- _Problem details_: Work through the data below and copy out every line where "when" is found.

- _Given entries_:
══════════
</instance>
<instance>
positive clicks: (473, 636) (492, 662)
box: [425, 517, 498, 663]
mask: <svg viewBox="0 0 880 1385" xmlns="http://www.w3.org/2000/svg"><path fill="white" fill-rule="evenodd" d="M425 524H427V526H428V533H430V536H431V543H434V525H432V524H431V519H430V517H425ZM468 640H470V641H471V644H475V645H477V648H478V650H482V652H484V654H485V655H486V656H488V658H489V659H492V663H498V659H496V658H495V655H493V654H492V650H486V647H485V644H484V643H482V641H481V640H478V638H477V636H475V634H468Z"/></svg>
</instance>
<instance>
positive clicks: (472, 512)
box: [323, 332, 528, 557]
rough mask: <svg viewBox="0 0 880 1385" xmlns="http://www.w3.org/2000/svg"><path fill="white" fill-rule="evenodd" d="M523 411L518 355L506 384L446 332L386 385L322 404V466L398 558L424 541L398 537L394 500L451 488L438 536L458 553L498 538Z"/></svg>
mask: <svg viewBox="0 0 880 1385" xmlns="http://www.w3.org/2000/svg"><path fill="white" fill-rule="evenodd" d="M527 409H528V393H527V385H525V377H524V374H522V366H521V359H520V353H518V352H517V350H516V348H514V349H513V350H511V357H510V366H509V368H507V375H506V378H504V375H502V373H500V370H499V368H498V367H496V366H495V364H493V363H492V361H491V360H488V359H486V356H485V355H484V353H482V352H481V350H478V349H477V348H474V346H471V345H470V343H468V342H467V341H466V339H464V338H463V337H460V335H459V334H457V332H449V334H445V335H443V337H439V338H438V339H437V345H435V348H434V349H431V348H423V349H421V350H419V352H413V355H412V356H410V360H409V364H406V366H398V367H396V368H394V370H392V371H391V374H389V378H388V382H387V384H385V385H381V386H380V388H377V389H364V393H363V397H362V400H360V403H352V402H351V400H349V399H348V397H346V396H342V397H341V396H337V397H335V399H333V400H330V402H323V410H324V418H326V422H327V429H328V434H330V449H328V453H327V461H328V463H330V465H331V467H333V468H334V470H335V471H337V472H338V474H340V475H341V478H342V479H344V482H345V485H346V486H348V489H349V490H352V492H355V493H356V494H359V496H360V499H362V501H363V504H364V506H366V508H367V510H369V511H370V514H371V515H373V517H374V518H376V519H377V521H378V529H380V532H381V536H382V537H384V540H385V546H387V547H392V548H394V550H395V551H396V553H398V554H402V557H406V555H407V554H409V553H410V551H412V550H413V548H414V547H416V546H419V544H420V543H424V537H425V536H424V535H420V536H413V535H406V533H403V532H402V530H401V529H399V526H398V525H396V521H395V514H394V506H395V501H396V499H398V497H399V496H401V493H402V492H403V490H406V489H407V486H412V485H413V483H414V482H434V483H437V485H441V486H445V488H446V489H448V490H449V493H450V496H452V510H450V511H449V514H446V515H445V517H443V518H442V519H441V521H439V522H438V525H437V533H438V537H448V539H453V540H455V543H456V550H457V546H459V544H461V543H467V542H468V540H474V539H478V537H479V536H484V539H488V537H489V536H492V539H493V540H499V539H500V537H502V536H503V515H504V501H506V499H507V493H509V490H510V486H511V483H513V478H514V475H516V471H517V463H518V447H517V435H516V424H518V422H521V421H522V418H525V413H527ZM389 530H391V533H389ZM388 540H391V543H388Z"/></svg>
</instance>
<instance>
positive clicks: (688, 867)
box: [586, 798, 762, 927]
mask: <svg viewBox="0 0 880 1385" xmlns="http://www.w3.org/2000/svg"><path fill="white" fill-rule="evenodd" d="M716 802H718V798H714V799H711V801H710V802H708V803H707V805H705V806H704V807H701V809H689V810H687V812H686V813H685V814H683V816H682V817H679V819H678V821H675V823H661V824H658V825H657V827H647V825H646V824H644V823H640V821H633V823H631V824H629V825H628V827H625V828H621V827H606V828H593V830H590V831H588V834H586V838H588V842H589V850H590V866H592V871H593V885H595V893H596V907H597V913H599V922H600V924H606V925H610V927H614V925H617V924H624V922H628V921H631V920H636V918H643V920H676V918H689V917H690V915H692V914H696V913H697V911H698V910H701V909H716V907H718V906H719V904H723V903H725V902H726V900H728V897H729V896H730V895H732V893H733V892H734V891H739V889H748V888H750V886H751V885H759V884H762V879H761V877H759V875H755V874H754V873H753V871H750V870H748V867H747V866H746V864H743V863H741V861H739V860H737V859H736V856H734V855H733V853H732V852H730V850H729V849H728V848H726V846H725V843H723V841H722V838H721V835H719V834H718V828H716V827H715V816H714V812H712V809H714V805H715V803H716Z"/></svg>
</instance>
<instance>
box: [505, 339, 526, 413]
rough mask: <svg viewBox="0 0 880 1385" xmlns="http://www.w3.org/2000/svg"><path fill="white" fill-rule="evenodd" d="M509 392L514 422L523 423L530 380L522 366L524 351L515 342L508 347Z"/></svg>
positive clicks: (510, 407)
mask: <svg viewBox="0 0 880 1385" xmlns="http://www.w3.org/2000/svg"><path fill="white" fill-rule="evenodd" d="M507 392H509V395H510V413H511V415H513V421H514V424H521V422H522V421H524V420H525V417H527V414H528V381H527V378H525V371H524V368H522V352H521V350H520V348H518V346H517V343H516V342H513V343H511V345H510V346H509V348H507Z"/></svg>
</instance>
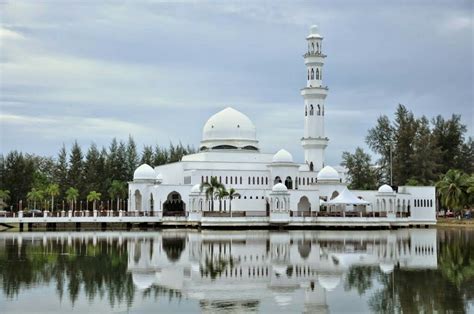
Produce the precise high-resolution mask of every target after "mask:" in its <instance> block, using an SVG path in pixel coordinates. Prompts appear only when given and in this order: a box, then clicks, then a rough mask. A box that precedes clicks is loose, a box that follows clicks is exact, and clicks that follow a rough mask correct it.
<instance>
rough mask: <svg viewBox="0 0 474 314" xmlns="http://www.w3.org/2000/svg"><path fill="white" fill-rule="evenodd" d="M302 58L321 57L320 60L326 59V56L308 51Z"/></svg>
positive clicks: (314, 51) (323, 53) (318, 52)
mask: <svg viewBox="0 0 474 314" xmlns="http://www.w3.org/2000/svg"><path fill="white" fill-rule="evenodd" d="M303 57H305V58H306V57H321V58H326V57H327V56H326V55H325V54H324V53H321V52H318V51H308V52H307V53H305V54H304V55H303Z"/></svg>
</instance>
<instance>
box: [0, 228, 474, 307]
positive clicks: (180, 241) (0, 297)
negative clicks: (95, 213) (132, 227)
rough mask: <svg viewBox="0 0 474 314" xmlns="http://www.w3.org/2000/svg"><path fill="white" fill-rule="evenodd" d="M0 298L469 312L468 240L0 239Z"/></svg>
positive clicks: (29, 301)
mask: <svg viewBox="0 0 474 314" xmlns="http://www.w3.org/2000/svg"><path fill="white" fill-rule="evenodd" d="M0 289H1V291H0V313H13V312H14V313H23V312H35V313H41V312H42V313H54V312H56V313H57V312H60V313H65V312H69V311H72V312H95V313H109V312H115V313H121V312H132V313H142V312H161V313H170V312H211V313H212V312H225V313H240V312H264V313H266V312H285V313H302V312H308V313H315V312H319V313H328V312H332V313H339V312H344V313H347V312H363V313H366V312H390V313H393V312H405V313H417V312H423V311H424V312H426V313H431V312H433V311H438V312H439V313H444V312H474V302H473V300H474V232H473V231H469V230H462V231H459V230H444V229H441V230H436V229H405V230H398V231H289V232H276V231H275V232H274V231H230V232H229V231H202V232H198V231H179V230H165V231H160V232H158V231H149V232H81V233H78V232H45V233H43V232H38V233H36V232H28V233H26V232H25V233H6V232H3V233H0Z"/></svg>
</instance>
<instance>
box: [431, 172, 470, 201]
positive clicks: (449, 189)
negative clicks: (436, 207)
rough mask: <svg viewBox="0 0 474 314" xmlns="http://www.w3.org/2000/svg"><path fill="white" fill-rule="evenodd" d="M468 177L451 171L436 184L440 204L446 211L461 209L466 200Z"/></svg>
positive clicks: (444, 175)
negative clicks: (438, 196) (441, 204)
mask: <svg viewBox="0 0 474 314" xmlns="http://www.w3.org/2000/svg"><path fill="white" fill-rule="evenodd" d="M468 179H469V176H468V175H466V174H465V173H463V172H461V171H459V170H454V169H451V170H449V171H448V172H446V174H445V175H444V176H443V177H442V179H441V180H440V181H438V183H437V184H436V187H437V188H438V194H439V196H440V197H441V203H442V204H443V205H444V206H446V207H447V208H448V209H461V208H462V206H463V205H464V202H465V201H466V199H467V197H466V196H467V195H466V194H467V193H468V192H467V191H468Z"/></svg>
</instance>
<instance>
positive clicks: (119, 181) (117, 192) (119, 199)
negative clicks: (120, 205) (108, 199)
mask: <svg viewBox="0 0 474 314" xmlns="http://www.w3.org/2000/svg"><path fill="white" fill-rule="evenodd" d="M108 192H109V195H110V197H111V198H112V199H113V198H117V210H119V209H120V198H121V197H123V196H124V195H125V193H126V186H125V182H122V181H119V180H114V181H112V184H111V185H110V188H109V190H108Z"/></svg>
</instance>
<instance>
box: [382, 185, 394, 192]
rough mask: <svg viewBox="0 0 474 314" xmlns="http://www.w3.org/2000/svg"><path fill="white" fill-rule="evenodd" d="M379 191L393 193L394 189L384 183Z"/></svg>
mask: <svg viewBox="0 0 474 314" xmlns="http://www.w3.org/2000/svg"><path fill="white" fill-rule="evenodd" d="M379 193H393V189H392V187H391V186H390V185H388V184H384V185H382V186H381V187H379Z"/></svg>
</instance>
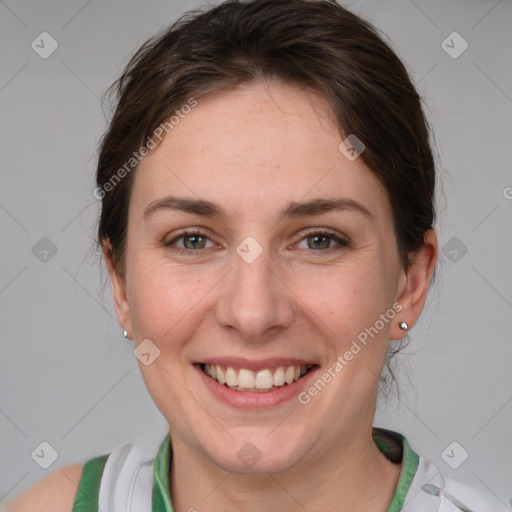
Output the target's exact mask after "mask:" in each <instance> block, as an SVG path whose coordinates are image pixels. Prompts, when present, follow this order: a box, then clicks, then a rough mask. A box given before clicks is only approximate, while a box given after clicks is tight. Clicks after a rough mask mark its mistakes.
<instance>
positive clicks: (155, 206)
mask: <svg viewBox="0 0 512 512" xmlns="http://www.w3.org/2000/svg"><path fill="white" fill-rule="evenodd" d="M161 209H165V210H179V211H183V212H186V213H190V214H195V215H201V216H204V217H218V218H220V219H224V218H226V217H227V215H226V212H225V210H224V208H223V207H222V206H221V205H220V204H218V203H214V202H212V201H207V200H205V199H196V198H188V197H177V196H166V197H163V198H162V199H158V200H156V201H153V202H152V203H150V204H149V205H148V206H147V207H146V209H145V210H144V218H148V217H149V216H151V215H152V214H153V213H154V212H156V211H157V210H161ZM332 211H355V212H359V213H362V214H364V215H365V216H367V217H369V218H370V219H371V218H373V215H372V214H371V213H370V211H369V210H368V209H367V208H366V206H364V205H363V204H361V203H359V202H358V201H354V200H353V199H349V198H346V197H339V198H333V199H325V198H316V199H311V200H309V201H303V202H299V201H289V202H288V203H286V204H285V205H284V207H283V208H282V209H281V211H280V215H279V220H280V221H281V220H283V219H286V218H296V217H306V216H312V215H322V214H324V213H329V212H332Z"/></svg>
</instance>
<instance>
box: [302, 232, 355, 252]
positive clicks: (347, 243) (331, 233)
mask: <svg viewBox="0 0 512 512" xmlns="http://www.w3.org/2000/svg"><path fill="white" fill-rule="evenodd" d="M303 240H305V241H306V243H307V247H306V249H309V250H313V251H314V252H318V251H316V250H315V249H318V248H320V249H333V248H334V249H336V247H331V246H330V243H331V241H332V240H334V241H335V242H336V243H337V245H338V247H337V248H338V249H339V248H340V246H341V247H347V246H348V245H349V244H348V242H347V241H346V240H344V239H343V238H341V237H339V236H338V235H337V234H336V233H334V232H332V231H325V230H324V231H310V232H309V233H306V236H304V237H303V238H301V242H302V241H303ZM309 240H311V241H312V243H309Z"/></svg>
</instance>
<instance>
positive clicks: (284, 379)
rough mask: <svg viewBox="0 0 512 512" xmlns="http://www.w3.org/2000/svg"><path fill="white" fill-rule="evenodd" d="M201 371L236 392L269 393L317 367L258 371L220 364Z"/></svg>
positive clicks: (205, 364) (283, 366) (286, 367)
mask: <svg viewBox="0 0 512 512" xmlns="http://www.w3.org/2000/svg"><path fill="white" fill-rule="evenodd" d="M200 366H201V370H202V371H203V372H204V373H205V374H206V375H207V376H208V377H210V378H211V379H213V380H214V381H215V382H218V383H219V384H222V385H224V386H226V387H228V388H230V389H232V390H235V391H244V392H249V393H268V392H270V391H275V390H276V389H280V388H282V387H283V386H289V385H290V384H293V383H294V382H297V381H298V380H300V379H302V378H303V377H304V376H305V375H307V374H308V373H309V372H310V371H311V370H312V369H313V368H314V367H315V366H316V365H314V364H306V365H300V366H278V367H277V368H264V369H261V370H258V371H252V370H247V369H246V368H233V367H231V366H224V365H218V364H201V365H200Z"/></svg>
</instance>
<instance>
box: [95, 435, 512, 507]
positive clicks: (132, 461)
mask: <svg viewBox="0 0 512 512" xmlns="http://www.w3.org/2000/svg"><path fill="white" fill-rule="evenodd" d="M153 462H154V457H153V458H148V453H147V451H144V450H142V449H141V448H139V447H137V446H134V445H126V446H123V447H121V448H118V449H116V450H114V451H113V452H112V453H111V454H110V455H109V457H108V459H107V462H106V464H105V469H104V471H103V477H102V479H101V485H100V491H99V501H98V505H99V510H103V511H107V510H108V511H109V512H148V511H151V510H152V490H153ZM425 484H427V485H430V486H431V487H430V492H427V491H426V490H423V489H422V487H423V486H424V485H425ZM461 511H463V512H510V509H509V508H508V507H506V506H505V505H503V503H502V502H501V501H500V500H499V499H498V498H497V497H495V496H493V495H492V494H490V493H489V494H488V493H485V492H482V491H480V490H478V489H475V488H473V487H470V486H468V485H466V484H462V483H460V482H458V481H455V480H452V479H448V478H445V477H443V475H442V474H441V473H440V472H439V470H438V469H437V468H436V467H435V466H434V465H433V464H432V463H430V462H428V461H426V460H425V459H423V458H422V457H421V456H420V457H419V463H418V468H417V470H416V473H415V475H414V477H413V479H412V482H411V485H410V486H409V489H408V491H407V494H406V496H405V500H404V504H403V506H402V508H401V511H400V512H461Z"/></svg>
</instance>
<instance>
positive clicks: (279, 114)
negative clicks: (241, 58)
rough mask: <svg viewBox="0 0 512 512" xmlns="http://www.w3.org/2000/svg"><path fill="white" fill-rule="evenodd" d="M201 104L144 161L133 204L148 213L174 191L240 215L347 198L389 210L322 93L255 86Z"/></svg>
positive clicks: (169, 131) (182, 194)
mask: <svg viewBox="0 0 512 512" xmlns="http://www.w3.org/2000/svg"><path fill="white" fill-rule="evenodd" d="M197 102H198V103H197V106H195V107H193V108H192V109H190V111H189V113H187V114H182V116H181V117H180V119H179V122H178V123H177V124H176V125H175V126H174V127H173V129H172V130H170V131H169V133H168V134H167V135H166V136H165V137H164V138H163V140H162V142H161V144H160V145H159V146H158V148H157V149H156V150H154V151H153V152H152V153H150V154H149V155H148V156H147V157H145V158H144V159H143V161H142V162H141V163H140V164H139V167H138V168H137V171H136V176H135V183H134V185H133V186H134V190H133V193H132V202H133V205H132V204H131V206H130V209H132V208H133V209H134V210H137V211H142V210H143V209H144V208H145V207H146V206H147V204H148V203H149V202H151V201H154V200H156V199H158V198H160V197H163V196H164V195H166V194H173V195H178V196H179V195H182V196H187V197H190V196H197V197H201V198H204V199H209V200H212V201H215V202H220V203H222V204H223V205H224V207H225V210H226V211H228V213H229V211H230V209H232V211H233V214H239V213H240V211H239V210H240V208H241V207H243V209H244V210H247V209H248V208H254V210H257V212H262V211H263V210H265V211H270V210H274V209H279V208H280V207H281V206H282V204H283V203H285V202H288V201H297V200H299V199H307V198H308V197H323V196H325V197H327V196H329V197H332V196H333V195H336V196H340V195H342V196H344V197H349V198H351V199H353V200H356V201H359V202H361V203H363V204H366V205H368V206H369V208H371V209H372V211H374V212H375V213H376V215H381V216H382V215H388V214H389V204H388V201H387V194H386V191H385V189H384V188H383V186H382V185H381V183H380V182H379V181H378V179H377V178H376V177H375V175H374V174H373V173H372V172H371V171H370V170H369V169H368V168H367V167H366V166H365V165H364V163H363V161H362V159H361V158H357V159H356V160H354V161H350V160H348V159H347V158H346V157H345V156H344V155H343V154H342V153H341V152H340V151H339V148H338V146H339V144H340V142H341V141H342V138H343V137H344V136H343V134H340V133H339V130H338V128H337V126H336V122H335V119H334V117H333V114H332V111H331V109H330V107H329V105H328V103H327V102H326V100H325V99H323V98H322V97H321V96H319V95H316V94H313V93H310V92H306V91H305V90H303V89H299V88H297V87H294V86H290V85H286V84H282V83H272V84H266V85H263V84H250V85H246V86H243V87H239V88H237V89H231V90H227V91H222V92H221V91H218V92H216V93H212V94H209V95H206V96H203V97H201V98H199V99H198V100H197ZM253 214H255V212H254V211H253Z"/></svg>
══════════
- _Solution for this task_:
Produce the precise high-resolution mask of every target after "mask:" in its <instance> block, using an SVG path in pixel coordinates. Prompts appear only when given and in this order: a box, then clicks, then a rough mask. A box that precedes clicks is loose, a box that follows clicks is exact, and clicks that follow a rough mask correct it.
Output the target's exact mask after "mask:" in each <instance> block, as an SVG path whose coordinates are image pixels. Prompts, when present, follow this order: a box, then clicks, then a rough mask. A box given before clicks is only approximate, while a box given after clicks is tight. Clicks after a rough mask mark its mistakes.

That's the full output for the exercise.